=== Work to do ===
a - In the car pricing tutorial, which car does the writer imagine selling?
b - Write the next part of the car pricing tutorial, starting after its last sentence.

=== Document extract ===
::::::

Disclaimer: Even though this introduction will be basic, and I mean as basic as it can get. You'll still need some knowledge on matrix operations, basic algebra and calculus to get through some of the explanations.
Imagine you want to sell your car, let's say it is a Prius 2007 with 20,000 miles. It is in a very good condition and you would like to do a survey of how much does your car costs in the market. You definitively want to get, as a seller, the best price for it.
So, how do you price a car? If you know nothing about cars (like me), you can go to someone that has a better idea, in our case, it is the internet.
We can see that the price is set by things, like the age, the maker, the mileage, the overall condition, etc. We will call this things "features". So a set of features is basically the characteristics of our car or any object.
So which features to choose? For the sake of simplicity let's choose year and mileage. It's important to notice that there are whole researches around how to choose features, but we are first learners here, so we do not care about that. It is important to know, however, that having many features is not always better than having few features.
Now, that you have chosen a set of features, how do you compare one car to another? We now go and look for data. For car comparison, we can go to different web sites where you can see different combinations of these features for different cars. Your local newspaper's classifieds or craiglist.
Let's create a mock data set of 5 cars using only 2 features, age and mileage. All of them are Prius:
$year=(2007,2005,2006,2007,2010)$
$mileage=(50000, 60000,54000,40000,20000)$
$price=(12000,9700,10500,13000,20000)$
It is intuitive to think that the price of our car will be directly related to age and mileage. A low mileage and a recent year increases the price, while an old car with a high mileage has a lower price. So there should be an abstract way to write this relation.

::::::

=== Recorded information ===

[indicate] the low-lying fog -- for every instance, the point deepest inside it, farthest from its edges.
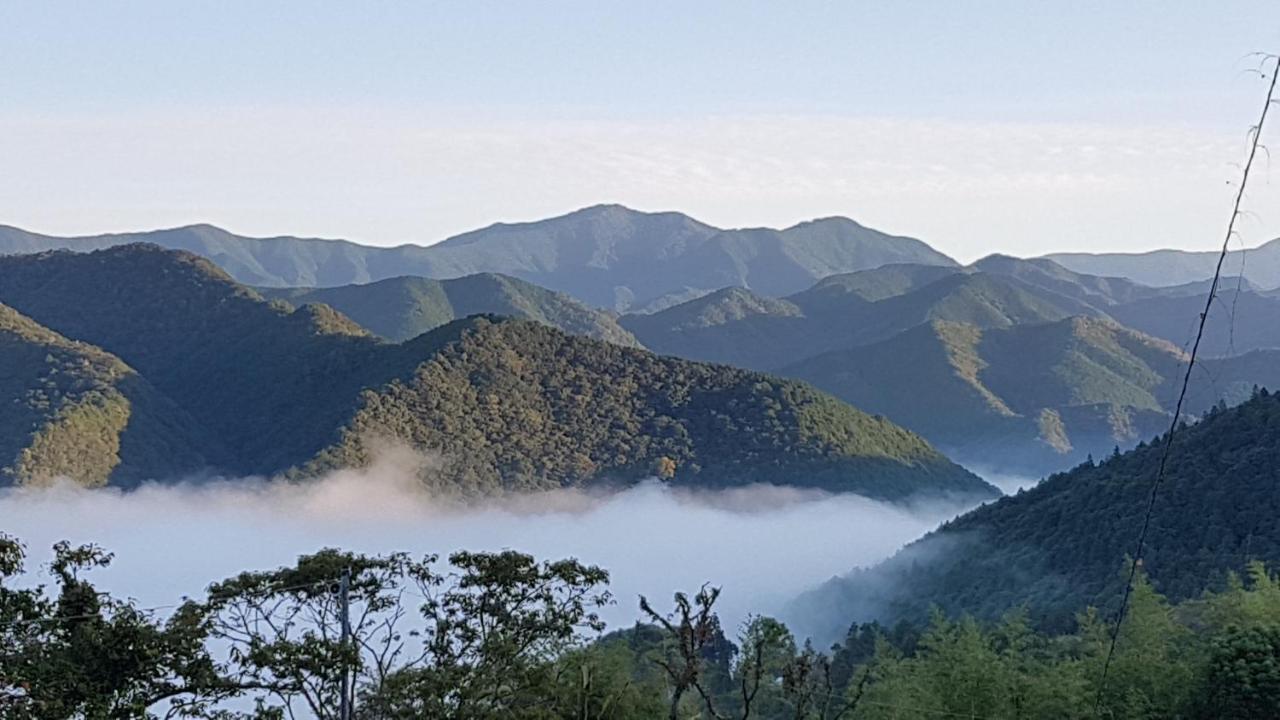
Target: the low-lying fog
(762, 545)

::::::

=== Answer list ===
a - A 2007 Prius with 20,000 miles.

b -
To model this kind of data, we use linear regression, which states that a variable is the resutl of a linear combination of other variables. That is, our price actually obeys to some combination of mileage and year.
For the first element (12,000 USD for a 2007 model with 50,000 miles):
$12000=a_1*(50000)+a_2*(2007)$
A second characteristic, is that every element has to share those $a_1$ and $a_2$ variables, so we can use those values with our own Prius, there would be no point in describing individual values for each car, when we want to find the best price for our car, so we can write a general equation:
$Price=a_1*mileage+a_2*year$
How do we find the $a_1$ and $a_2$ that solve this model? How do I know that "1" and "1" are not good choices? Well, for starters, summing up the year and the mileage does not seem like a good idea.
We need some function that'll tell us how bad or how good our prediction is. This is usually called the "cost" function. How do we build a cost function, well, our intuition tells us that we have to compare (rest) the truth with our guess. So for our guess of "1" and "1" for $a_1$ and $a_2$:
$Cost=(12000-(1*50000+1*2007))$
We can see there is something off here, since we are looking for the minimum cost, we can make the values in $a$ large enough and we will have incredibly low values (negative values), so we squared them to have a nice function that has a lower bound (it does not go lower than certain value).
$Cost^2=(12000-(1*50000+1*2007))^2$
We now have an intuition that the best we can do is $cost=0$, since a squared number can never be negative, we cannot do any better than that.
This cost, however, is only the cost for 1 example, we need the cost for all our cars. So we sum all of them:
$Total cost^2=\sum_{i=1}^5(Price_i-(1\times Mileage_i+1\times year_i))^2$
We now have the intuition that our choice of 1 and 1 may not be a very good choice at all, just for kicks, lets put how much the cost would be for different values for $a_1$ and $a_2$:
a1,a2 | Cost | |
0,0 |
|
|
0,1 | 675,707,259 | |
1,0 | 6,595,340,000 | |
1,1 | 7,252,615,259 |
The costs are terrible! There is, however, something happening for "0,1", since the cost decreased compared to "0,0". But there has to be something better than just random guessing right?
Our guess of 1,1 is just terrible. But we gained an intuition, we see that our solution has to be near the "0,1". Also, some of you may notice by now that no matter which values do we put, there is no way we are going to get a zero. It's just not possible. Not without some extra help, which we will call an offset.
Next time, we'll talk about optimization or how to stop you from trying everypossible combination by hand, how to use the offset and a bit about comparing pears and apples.
See you later
Remember to visit my webpage www.leonpalafox.com. And if you want to keep up with my most recent research, you can tweet me at @leonpalafox.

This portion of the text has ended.